Each entry needs to be reproduced exactly, with none left out.

___ Supplied data

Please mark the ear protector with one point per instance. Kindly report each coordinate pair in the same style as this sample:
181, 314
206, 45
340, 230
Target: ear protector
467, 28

______

> Exercise answer:
Please mark the ear protector with one point per instance. Kindly report each coordinate pair in the same style as this sample:
181, 314
206, 45
340, 230
Target: ear protector
467, 28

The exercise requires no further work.